Aim -
Repeat each line exactly, leaving nothing out.

Saved data entries:
------------------------------------

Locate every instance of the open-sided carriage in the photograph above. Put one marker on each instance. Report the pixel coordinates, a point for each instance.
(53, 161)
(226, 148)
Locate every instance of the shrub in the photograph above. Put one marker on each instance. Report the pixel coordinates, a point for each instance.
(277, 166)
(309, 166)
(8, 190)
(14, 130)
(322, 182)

------------------------------------

Correct output -
Locate every instance of the open-sided carriage in the photograph above. Put one marker on each instance. Report the pixel coordinates, a point for each instance.
(53, 161)
(226, 148)
Locate every instance of the shrub in the photograph above. Put one marker on each instance. Report the pixel coordinates, a point for each instance.
(277, 166)
(309, 166)
(8, 190)
(14, 130)
(322, 182)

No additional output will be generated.